● **作業内容**:
1. ブラック企業の記事で多くの人が連想するとされる特徴のうち、「従業員を大切にしない」から「残業代を支払わない」までの項目を、すべて書き出すこと。
2. ブラック企業の記事を二文で要約すること。
3. ブラック企業の記事を、本文が途切れたところから書き継いでください。

● **抜粋本文**:
ブラック企業に認定される企業の特徴とは? 徹底解剖の特徴10選
ブラック企業という言葉はすでに定着し、一般的に「従業員を大切にしない、こき使う、労働時間が長い、賃金が安い、休日出勤をさせる、残業代を支払わない、劣悪な環境で働かせる、パワーハラスメントが横行している、従業員の入れ替わりが激しい」など、多くの人が連想するようになっています。
本記事では、ブラック企業の本質を理解し、その企業の特徴を詳しく解説します。また、ブラック企業かどうかを見抜く方法なども紹介しますので、ぜひ参考にしてください。
目次
1.ブラック企業とは
厚生労働省では、「ブラック企業」という言葉は使わず、その代わりの表現として『若者の「使い捨て」が疑われる企業等』と称して対策を展開しています。具体的な対策として、『若者の「使い捨て」が疑われる企業等』(=ブラック企業)の特徴である過重な長時間労働の改善や、パワーハラスメントの予防・解決に向けた取組等を実施しています。
よって厚生労働省では「ブラック企業」について正式な定義をしていませんが、以下の通り一般的な特徴を掲げています。

● **記録データ**:

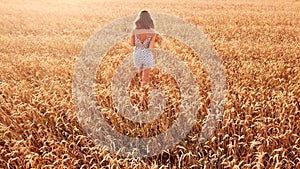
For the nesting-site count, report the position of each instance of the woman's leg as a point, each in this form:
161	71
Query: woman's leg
145	76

● **回答**:
1.
従業員を大切にしない
こき使う
労働時間が長い
賃金が安い
休日出勤をさせる
残業代を支払わない

2. ブラック企業という言葉は定着しており、本記事ではその特徴と見抜く方法を解説するとしている。厚生労働省はこの言葉を使わずに『若者の「使い捨て」が疑われる企業等』と称して長時間労働の改善などの対策を行っており、正式な定義はしていないものの、一般的な特徴を掲げている。

3.
①労働者に対し極端な長時間労働やノルマを課す
②賃金不払残業やパワーハラスメントが横行するなど企業全体のコンプライアンス意識が低い
③このような状況下で労働者に対し過度の選別を行う
このような企業に就職してしまった場合、第一に従業員は会社に対して問題点の改善を求めていくことが重要です。しかし、新入社員が一人で、会社に問題点の改善を求めて交渉をすることは、到底現実的なことではありません。したがって厚生労働省は問題点に応じて、労働基準監督署や都道府県労働局の総合労働相談コーナー、または労働組合などに相談することも有効な手段と考えています。
出展元:「ブラック企業」ってどんな会社なの?
2.ブラック企業の特徴
本章では、ブラック企業の具体的な特徴を10の項目に分けて解説します。この項目が多ければ多いほどブラック企業のレベルは高くなります。一度入社すると、なかなか退職しにくいというのもブラック企業の特徴のため、就職活動時の企業選定の際は、これらの特徴を参考にされるといいでしょう。
企業の経営者や人事担当者も、これらの項目の中から一つでも当てはまるものがあれば、至急改善をし、誰もが心身ともに健康的に働ける職場づくりを目指していってください。
2-1 特徴① 過労死ラインを超えた長時間労働
厚生労働省の過労死等防止対策推進法において、「過労死等」を以下のとおり定義づけています。
- 業務における過重な負荷による脳血管疾患・心臓疾患を原因とする死亡
- 業務における強い心理的負荷による精神障害を原因とする自殺による死亡
- 死亡には至らないが、これらの脳血管疾患・心臓疾患、精神障害
これらのような過労死を防ぐことを目的に、2021年に労災認定の基準が20年ぶりに見直されました。この労災認定の基準というのが「過労死ライン」とも言われています。健康障害に発展する恐れのある、時間外労働時間を表した言葉で、労働災害として認定されるべきかどうかの基準として用いられています。基準内容は以下の通りです。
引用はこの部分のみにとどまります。